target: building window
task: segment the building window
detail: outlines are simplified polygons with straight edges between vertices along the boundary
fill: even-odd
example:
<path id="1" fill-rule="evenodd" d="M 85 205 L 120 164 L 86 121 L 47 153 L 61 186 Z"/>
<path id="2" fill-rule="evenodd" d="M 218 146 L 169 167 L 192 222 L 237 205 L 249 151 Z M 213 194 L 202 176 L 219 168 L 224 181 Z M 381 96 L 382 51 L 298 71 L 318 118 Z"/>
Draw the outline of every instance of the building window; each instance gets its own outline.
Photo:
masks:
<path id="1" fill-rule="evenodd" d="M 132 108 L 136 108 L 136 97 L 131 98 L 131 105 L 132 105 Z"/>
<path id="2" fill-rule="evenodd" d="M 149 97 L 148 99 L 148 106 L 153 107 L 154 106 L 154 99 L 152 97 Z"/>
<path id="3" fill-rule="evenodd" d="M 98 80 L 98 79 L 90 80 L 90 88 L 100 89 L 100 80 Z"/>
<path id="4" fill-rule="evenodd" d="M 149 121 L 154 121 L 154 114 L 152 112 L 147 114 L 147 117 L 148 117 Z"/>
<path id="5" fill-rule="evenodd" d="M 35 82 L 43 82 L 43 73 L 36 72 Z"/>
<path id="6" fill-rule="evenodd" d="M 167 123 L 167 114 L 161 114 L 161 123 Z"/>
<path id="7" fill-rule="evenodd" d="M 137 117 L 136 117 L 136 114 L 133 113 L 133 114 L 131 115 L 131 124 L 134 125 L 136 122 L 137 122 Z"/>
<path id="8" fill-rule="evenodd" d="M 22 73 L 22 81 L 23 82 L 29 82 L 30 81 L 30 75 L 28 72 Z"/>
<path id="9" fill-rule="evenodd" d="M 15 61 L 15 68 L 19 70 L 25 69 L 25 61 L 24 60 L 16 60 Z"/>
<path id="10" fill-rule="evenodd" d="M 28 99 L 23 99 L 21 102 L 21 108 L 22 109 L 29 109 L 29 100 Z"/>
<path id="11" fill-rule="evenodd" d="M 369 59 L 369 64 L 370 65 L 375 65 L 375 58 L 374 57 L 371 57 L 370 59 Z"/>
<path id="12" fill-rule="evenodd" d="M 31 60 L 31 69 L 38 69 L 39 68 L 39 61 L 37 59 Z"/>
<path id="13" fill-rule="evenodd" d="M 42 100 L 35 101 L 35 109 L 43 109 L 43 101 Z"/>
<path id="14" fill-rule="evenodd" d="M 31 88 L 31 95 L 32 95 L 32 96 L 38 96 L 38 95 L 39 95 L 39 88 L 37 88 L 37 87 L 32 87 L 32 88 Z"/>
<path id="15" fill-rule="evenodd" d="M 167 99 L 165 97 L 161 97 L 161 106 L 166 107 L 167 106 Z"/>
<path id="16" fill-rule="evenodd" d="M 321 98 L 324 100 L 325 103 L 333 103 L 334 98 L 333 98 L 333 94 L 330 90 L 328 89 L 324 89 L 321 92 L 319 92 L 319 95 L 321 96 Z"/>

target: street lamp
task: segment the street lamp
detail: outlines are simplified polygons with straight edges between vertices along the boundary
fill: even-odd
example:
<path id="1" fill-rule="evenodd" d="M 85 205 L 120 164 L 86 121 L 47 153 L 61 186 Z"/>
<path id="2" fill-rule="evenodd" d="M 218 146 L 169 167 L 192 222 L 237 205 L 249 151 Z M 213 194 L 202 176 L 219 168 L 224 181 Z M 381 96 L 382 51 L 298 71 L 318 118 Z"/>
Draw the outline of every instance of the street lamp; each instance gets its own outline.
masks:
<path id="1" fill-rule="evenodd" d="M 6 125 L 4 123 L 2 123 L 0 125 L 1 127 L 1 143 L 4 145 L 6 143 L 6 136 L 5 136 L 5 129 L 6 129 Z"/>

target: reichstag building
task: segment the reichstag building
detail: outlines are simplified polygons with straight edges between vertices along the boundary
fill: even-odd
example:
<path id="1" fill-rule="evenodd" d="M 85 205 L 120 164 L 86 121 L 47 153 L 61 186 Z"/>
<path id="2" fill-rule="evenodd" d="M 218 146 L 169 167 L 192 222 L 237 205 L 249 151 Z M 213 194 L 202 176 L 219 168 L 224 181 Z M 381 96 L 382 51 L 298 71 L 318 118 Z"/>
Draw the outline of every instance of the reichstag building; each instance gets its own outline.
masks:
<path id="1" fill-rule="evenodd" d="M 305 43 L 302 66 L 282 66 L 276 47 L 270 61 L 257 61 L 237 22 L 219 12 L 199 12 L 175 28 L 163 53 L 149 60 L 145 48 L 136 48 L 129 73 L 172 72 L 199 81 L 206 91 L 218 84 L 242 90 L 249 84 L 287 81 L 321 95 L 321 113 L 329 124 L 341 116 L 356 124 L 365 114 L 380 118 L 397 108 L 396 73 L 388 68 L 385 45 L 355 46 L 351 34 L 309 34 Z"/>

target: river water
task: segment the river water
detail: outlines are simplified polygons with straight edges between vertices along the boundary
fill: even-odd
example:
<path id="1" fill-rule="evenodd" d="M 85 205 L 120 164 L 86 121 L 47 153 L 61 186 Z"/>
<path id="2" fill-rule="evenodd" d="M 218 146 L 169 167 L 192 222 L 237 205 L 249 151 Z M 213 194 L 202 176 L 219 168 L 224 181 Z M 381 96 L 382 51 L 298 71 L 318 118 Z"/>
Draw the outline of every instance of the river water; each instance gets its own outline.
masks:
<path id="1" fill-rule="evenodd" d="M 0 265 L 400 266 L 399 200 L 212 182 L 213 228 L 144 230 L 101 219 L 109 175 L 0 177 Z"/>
★ ★ ★ ★
▶ [SET EXERCISE]
Reproduce all of the records above, replacing every occurrence of "polygons" with "shapes" and leaving everything else unchanged.

▶ [RESPONSE TO THIS EXERCISE]
target: building window
task: segment the building window
detail: outlines are simplified shapes with straight edges between vertices along the boundary
fill: even-odd
example:
<path id="1" fill-rule="evenodd" d="M 85 205 L 120 164 L 86 121 L 47 153 L 61 186 Z"/>
<path id="2" fill-rule="evenodd" d="M 218 146 L 169 167 L 192 222 L 237 205 L 249 151 Z M 213 194 L 202 176 L 219 168 L 224 181 Z M 381 96 L 382 51 L 298 71 L 318 118 Z"/>
Draw the outline of every instance of the building window; each instance gets its own outline.
Photo:
masks:
<path id="1" fill-rule="evenodd" d="M 132 108 L 136 108 L 136 97 L 131 98 L 131 105 L 132 105 Z"/>
<path id="2" fill-rule="evenodd" d="M 149 97 L 148 99 L 148 106 L 153 107 L 154 106 L 154 99 L 152 97 Z"/>
<path id="3" fill-rule="evenodd" d="M 98 80 L 98 79 L 90 80 L 90 88 L 100 89 L 100 80 Z"/>
<path id="4" fill-rule="evenodd" d="M 149 121 L 154 121 L 154 114 L 152 112 L 147 114 L 147 117 L 148 117 Z"/>
<path id="5" fill-rule="evenodd" d="M 35 82 L 43 82 L 43 73 L 36 72 Z"/>
<path id="6" fill-rule="evenodd" d="M 167 123 L 167 114 L 161 114 L 161 123 Z"/>
<path id="7" fill-rule="evenodd" d="M 137 117 L 136 117 L 136 114 L 133 113 L 133 114 L 131 115 L 131 124 L 134 125 L 136 122 L 137 122 Z"/>
<path id="8" fill-rule="evenodd" d="M 22 73 L 22 81 L 23 82 L 29 82 L 30 81 L 30 75 L 28 72 Z"/>
<path id="9" fill-rule="evenodd" d="M 15 61 L 15 68 L 19 70 L 25 69 L 25 61 L 24 60 L 16 60 Z"/>
<path id="10" fill-rule="evenodd" d="M 28 99 L 23 99 L 21 102 L 21 108 L 22 109 L 29 109 L 29 100 Z"/>
<path id="11" fill-rule="evenodd" d="M 369 59 L 369 64 L 370 65 L 375 65 L 375 58 L 374 57 L 371 57 L 370 59 Z"/>
<path id="12" fill-rule="evenodd" d="M 31 60 L 31 69 L 38 69 L 39 68 L 39 61 L 37 59 Z"/>
<path id="13" fill-rule="evenodd" d="M 42 100 L 35 101 L 35 109 L 43 109 L 43 101 Z"/>
<path id="14" fill-rule="evenodd" d="M 31 88 L 31 95 L 32 95 L 32 96 L 38 96 L 38 95 L 39 95 L 39 88 L 37 88 L 37 87 L 32 87 L 32 88 Z"/>
<path id="15" fill-rule="evenodd" d="M 167 99 L 165 97 L 161 97 L 161 106 L 166 107 L 167 106 Z"/>
<path id="16" fill-rule="evenodd" d="M 321 98 L 324 100 L 325 103 L 333 103 L 334 98 L 333 98 L 333 94 L 330 90 L 328 89 L 324 89 L 321 92 L 319 92 L 319 95 L 321 96 Z"/>

target: street lamp
task: segment the street lamp
detail: outlines are simplified shapes with straight edges between vertices along the boundary
fill: even-odd
example:
<path id="1" fill-rule="evenodd" d="M 85 205 L 120 164 L 86 121 L 47 153 L 61 186 Z"/>
<path id="2" fill-rule="evenodd" d="M 218 146 L 169 167 L 192 222 L 237 205 L 249 151 Z M 213 194 L 202 176 L 219 168 L 224 181 Z M 381 96 L 382 51 L 298 71 L 318 118 Z"/>
Draw the outline of every instance of the street lamp; each instance gets its own outline.
masks:
<path id="1" fill-rule="evenodd" d="M 6 125 L 4 123 L 2 123 L 0 125 L 1 127 L 1 143 L 4 145 L 6 143 L 6 136 L 5 136 L 5 129 L 6 129 Z"/>

target: reichstag building
task: segment the reichstag building
detail: outlines are simplified shapes with straight edges between vertices along the boundary
fill: even-odd
example:
<path id="1" fill-rule="evenodd" d="M 85 205 L 120 164 L 86 121 L 47 153 L 61 186 Z"/>
<path id="2" fill-rule="evenodd" d="M 218 146 L 169 167 L 192 222 L 237 205 L 249 151 Z M 213 194 L 202 176 L 219 168 L 224 181 Z M 381 96 L 382 51 L 298 71 L 318 118 Z"/>
Draw the outline of every instance of the reichstag building; each instance gets its own outline.
masks:
<path id="1" fill-rule="evenodd" d="M 305 43 L 302 66 L 282 66 L 276 47 L 270 61 L 257 61 L 237 22 L 219 12 L 199 12 L 175 28 L 163 53 L 149 60 L 145 48 L 136 48 L 129 73 L 172 72 L 199 81 L 206 91 L 218 84 L 242 90 L 249 84 L 287 81 L 321 95 L 321 113 L 329 124 L 341 116 L 356 124 L 365 114 L 380 118 L 397 108 L 396 73 L 388 68 L 385 45 L 355 46 L 351 34 L 309 34 Z"/>

target: river water
task: segment the river water
detail: outlines are simplified shapes with straight edges between vertices along the boundary
fill: even-odd
example:
<path id="1" fill-rule="evenodd" d="M 85 205 L 120 164 L 86 121 L 47 153 L 61 186 Z"/>
<path id="2" fill-rule="evenodd" d="M 218 146 L 169 167 L 192 222 L 237 205 L 249 151 Z M 213 194 L 202 176 L 219 168 L 224 181 Z M 381 96 L 382 51 L 298 71 L 318 118 Z"/>
Draw the outline of every instance of the river water; each instance gets its own outline.
masks:
<path id="1" fill-rule="evenodd" d="M 0 265 L 400 266 L 399 200 L 212 182 L 213 228 L 144 230 L 101 219 L 109 175 L 0 177 Z"/>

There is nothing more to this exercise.